:: Texte source ::

Mais de quoi est fait un tel succès ? En quoi « Anatomie d’une chute » met en scène une histoire de femme qui parle à tant de personnes ? Et pourquoi la manière de filmer la singularité de ce parcours féminin est-elle fondée sur une esthétique innovante : un jeu de regards et de voix soumis à la dialectique d’interactions antagonistes qui amène, tour à tour, les spectatrices et les spectateurs à douter, s’interroger, s’identifier et finir par se réjouir du dénouement final.
Le synopsis se résume en quelques lignes : « Sandra, Samuel et leur fils malvoyant de 11 ans, Daniel, vivent depuis un an loin de tout, à la montagne. Un jour, Samuel est retrouvé mort au pied de leur maison. Une enquête pour mort suspecte est ouverte. Sandra est bientôt inculpée malgré le doute : suicide ou homicide ? Un an plus tard, Daniel assiste au procès de sa mère, véritable dissection du couple. »
Sandra (interprétée par Sandra Huller, césar de la meilleure actrice) est écrivaine. A l’inverse de Samuel, elle s’accomplit dans l’écriture et peut se vanter d’une certaine célébrité, malgré l’isolement à laquelle l’a contrainte son compagnon. Figure ambivalente à la beauté sylphide, à la fois distante et aimante, Sandra est surtout déterminée à vivre sa vie de femme, de mère et de créatrice. Elle est également, et depuis toujours, ambitieuse et résiliente.
Le jeu des regards
Dans « Anatomie d’une chute », il n’y a pas de certitude, aucune représentation préconçue n’encadre l’existence des membres de cette famille dont la vie va soudain basculer, balayée par la perte et le deuil. Ce sont plutôt des sensibilités et des points de vue mouvants qui diffèrent, s’opposent, finissent parfois par converger qui font le film... Car au fil de l’histoire, les regards et les voix composites des personnages se heurtent en nous démontrant que les relations sont d’une grande complexité et que la perception que l’on en a est, somme toute assez, relative. D’autant qu’une partie du drame qui se produit sous nos yeux est absorbée par le hors champ. De fait, nous sommes invité.e.s à rechercher la vérité, à l’instar de Daniel et de son chien-guide, Snoop, (référence évidente au rapper américain Snoop Dogg). Ce border collie, appelé Messi dans la vraie vie, est un personnage à part entière dans le film.

:::
:: Extraits de données ::

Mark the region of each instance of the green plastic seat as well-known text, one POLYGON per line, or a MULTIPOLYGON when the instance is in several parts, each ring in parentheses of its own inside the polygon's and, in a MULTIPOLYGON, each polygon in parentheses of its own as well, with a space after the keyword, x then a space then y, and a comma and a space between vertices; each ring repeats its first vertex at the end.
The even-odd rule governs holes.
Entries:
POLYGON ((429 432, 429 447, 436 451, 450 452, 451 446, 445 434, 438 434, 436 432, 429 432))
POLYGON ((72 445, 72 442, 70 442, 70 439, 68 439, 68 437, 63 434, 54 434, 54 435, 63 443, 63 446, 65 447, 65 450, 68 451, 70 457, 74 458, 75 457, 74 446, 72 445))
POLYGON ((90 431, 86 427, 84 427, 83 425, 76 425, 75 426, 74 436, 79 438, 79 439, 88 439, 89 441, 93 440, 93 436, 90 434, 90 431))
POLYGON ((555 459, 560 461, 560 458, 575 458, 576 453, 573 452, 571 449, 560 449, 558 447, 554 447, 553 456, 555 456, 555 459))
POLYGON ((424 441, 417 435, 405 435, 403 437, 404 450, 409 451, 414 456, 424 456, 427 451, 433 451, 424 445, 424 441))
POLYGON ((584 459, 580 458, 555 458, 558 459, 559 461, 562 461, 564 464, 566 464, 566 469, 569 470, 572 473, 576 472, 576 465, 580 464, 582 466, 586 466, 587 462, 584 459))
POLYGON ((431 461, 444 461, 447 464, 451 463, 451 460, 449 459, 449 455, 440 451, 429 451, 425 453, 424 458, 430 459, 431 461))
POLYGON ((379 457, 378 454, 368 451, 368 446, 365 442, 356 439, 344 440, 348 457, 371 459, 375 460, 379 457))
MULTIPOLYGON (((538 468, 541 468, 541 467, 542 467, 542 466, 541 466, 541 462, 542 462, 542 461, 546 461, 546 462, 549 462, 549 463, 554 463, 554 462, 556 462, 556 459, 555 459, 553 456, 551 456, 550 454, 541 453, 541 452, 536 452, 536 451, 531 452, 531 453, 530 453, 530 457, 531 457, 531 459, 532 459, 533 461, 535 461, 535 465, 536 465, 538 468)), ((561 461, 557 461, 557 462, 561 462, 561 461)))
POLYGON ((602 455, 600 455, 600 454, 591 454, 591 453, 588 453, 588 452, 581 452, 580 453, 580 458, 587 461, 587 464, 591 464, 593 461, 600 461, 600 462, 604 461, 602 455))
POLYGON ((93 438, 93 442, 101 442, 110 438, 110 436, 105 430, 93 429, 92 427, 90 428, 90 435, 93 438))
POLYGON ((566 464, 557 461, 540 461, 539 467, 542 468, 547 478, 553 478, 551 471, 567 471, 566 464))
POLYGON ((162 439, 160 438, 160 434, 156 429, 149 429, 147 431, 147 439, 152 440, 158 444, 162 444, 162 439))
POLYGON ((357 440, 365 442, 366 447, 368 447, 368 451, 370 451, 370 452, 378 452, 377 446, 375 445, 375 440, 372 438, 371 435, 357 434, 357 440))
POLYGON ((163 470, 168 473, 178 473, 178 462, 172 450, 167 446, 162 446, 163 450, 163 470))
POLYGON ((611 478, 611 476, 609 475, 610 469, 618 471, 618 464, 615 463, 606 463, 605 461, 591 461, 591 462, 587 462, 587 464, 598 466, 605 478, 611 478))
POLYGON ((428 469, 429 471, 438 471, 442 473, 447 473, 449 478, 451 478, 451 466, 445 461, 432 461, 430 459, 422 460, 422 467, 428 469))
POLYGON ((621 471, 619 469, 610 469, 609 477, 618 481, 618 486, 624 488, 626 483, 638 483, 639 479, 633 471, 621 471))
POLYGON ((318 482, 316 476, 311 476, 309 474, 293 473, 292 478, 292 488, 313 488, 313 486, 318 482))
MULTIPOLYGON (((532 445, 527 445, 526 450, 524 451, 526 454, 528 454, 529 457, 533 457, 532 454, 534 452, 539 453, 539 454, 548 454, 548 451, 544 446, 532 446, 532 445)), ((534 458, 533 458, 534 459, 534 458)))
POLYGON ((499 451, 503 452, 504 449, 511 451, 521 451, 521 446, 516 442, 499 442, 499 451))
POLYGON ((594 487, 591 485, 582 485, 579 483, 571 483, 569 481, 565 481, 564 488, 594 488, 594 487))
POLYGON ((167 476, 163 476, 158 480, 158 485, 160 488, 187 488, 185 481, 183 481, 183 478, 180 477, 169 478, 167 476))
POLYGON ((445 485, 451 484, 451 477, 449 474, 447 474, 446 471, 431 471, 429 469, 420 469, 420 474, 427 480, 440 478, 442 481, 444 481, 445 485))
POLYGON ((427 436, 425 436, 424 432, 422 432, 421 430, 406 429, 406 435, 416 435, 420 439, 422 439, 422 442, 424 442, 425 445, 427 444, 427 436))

:::

## Exercices à faire
[1] Dans le texte sur « Anatomie d'une chute », relevez toutes les actions auxquelles le film « amène, tour à tour, les spectatrices et les spectateurs ».
[2] Rédigez la suite du texte sur « Anatomie d'une chute », en commençant après sa dernière phrase.

## Réponses par exercice
[1] Douter, s'interroger, s'identifier et finir par se réjouir du dénouement final.

[2]
L’enfant, joué par Milo Machado Graner, et Snoop seront déterminants dans l’émergence de la vérité, elle aussi relative : « L'enfant n'a pas vu, il ne sait pas ce qu’il s'est produit et va devoir reconstruire un peu l'histoire, comme nous, précise la réalisatrice. En même temps, il y avait l'idée aussi que l'animal, son chien, a vu des choses que l'enfant n'a pas vu. Par contre, l'animal ne peut pas parler. » Ces deux êtres authentiques, sensibles, et apparemment fragiles, cassent totalement l’héritage du « male gaze » au cinéma. C’est en effet leur cheminement et leurs points de vue qui rendent le dénouement du film possible.
Anatomie d’une chute renvoie au film culte du réalisateur Otto Preminger Anatomie d’un meurtre, dont Justine Triet dit s’être inspirée plus pour sa dimension crue du détail que pour l’histoire : "Aujourd'hui, le robinet à fictions est tellement intense que je pense que les histoires et les personnages comptent, mais surtout le regard de celui ou celle qui pense. La façon de regarder est tellement plus importante ... »
Outre les regards, la musique participe elle aussi de la dramatisation du film. C’est P.I.M.P. de Fifty qui ouvre la première scène du film et le bal des tensions quand Samuel lance, du troisième étage de la maison, la musique à fond. On ne le voit pas mais on l’entend et ce vacarme interrompt l’interview que Sandra est en train de donner à la jeune doctorante venue lui rendre visite. Mais la musique rythme aussi la vie de l’enfant quand il joue au piano « Variation autour d’un prélude » pour s’aider tout au long du film à reconstruire les faits.
Faire entendre sa voix : le langage pour élaborer
Bien que l’on puisse se sentir en phase avec Sandra, ses petits mensonges, omissions, incohérences vont nous faire douter d’elle durant le procès. Car, nous non plus ne sommes pas à l’abri du modèle intériorisé de la bonne épouse et de la bonne mère, et, avouons-le, il s’en faut de peu pour ne pas se faire prendre par le regard moraliste, judicateur que porte l’avocat de la partie civile sur Sandra. Celui-ci va lui reprocher tour à tour d’être égoïste, violente, froide, calculatrice, manipulatrice, bisexuelle, et bien sûr d’avoir trompé Samuel.
Mais ce serait sans compter sur la voix de la protagoniste qui saura se défendre. Cette voix qui est un instrument d’analyse et d’élaboration dont jouissent les héroïnes de Justine Triet pour plier et dépasser leur destin et prendre en main leur existence : « Le langage est au centre de mes films, de plus en plus avec l'idée qu'il y a le langage de la pulsion, mais aussi le langage qui va nous aider à organiser cette pulsion, essayer de la comprendre et de la déchiffrer. Souvent dans mes films, les scènes sont vécues, mais sont aussi expliquées, revisitées. »
D’ailleurs, Sandra se frotte au langage quotidiennement : elle écrit, c’est elle qui a choisi l’anglais pour qu’aucune langue maternelle ne prime sur l’autre, ni celle de Samuel : le français, ni la sienne : l’allemand. C’est encore grâce au langage qu’elle va pouvoir se défendre, prouver à sa manière qu’un couple est, par sa nature même ,compliqué, retors, en proie à des contradictions violentes qui peuvent se décupler au sein d’un foyer clôt, le chalet où Samuel a voulu vivre isolé avec sa famille.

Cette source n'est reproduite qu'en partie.